Verilen Problem: Aşağıdaki malzemenin tüm satırlarını, boş satırları atlayarak, Sıra ve Satır sütunlarından oluşan bir Markdown tablosu olarak yazın. Sıra sütununa satır numarasını, Satır sütununa ise satırın kendisini koyun.

Öğeler:
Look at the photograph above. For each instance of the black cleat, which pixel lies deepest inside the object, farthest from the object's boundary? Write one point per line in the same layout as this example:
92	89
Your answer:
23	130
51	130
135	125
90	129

Problemin Çözümü:
| Sıra | Satır |
|---|---|
| 1 | Look at the photograph above. For each instance of the black cleat, which pixel lies deepest inside the object, farthest from the object's boundary? Write one point per line in the same layout as this example: |
| 2 | 92	89 |
| 3 | Your answer: |
| 4 | 23	130 |
| 5 | 51	130 |
| 6 | 135	125 |
| 7 | 90	129 |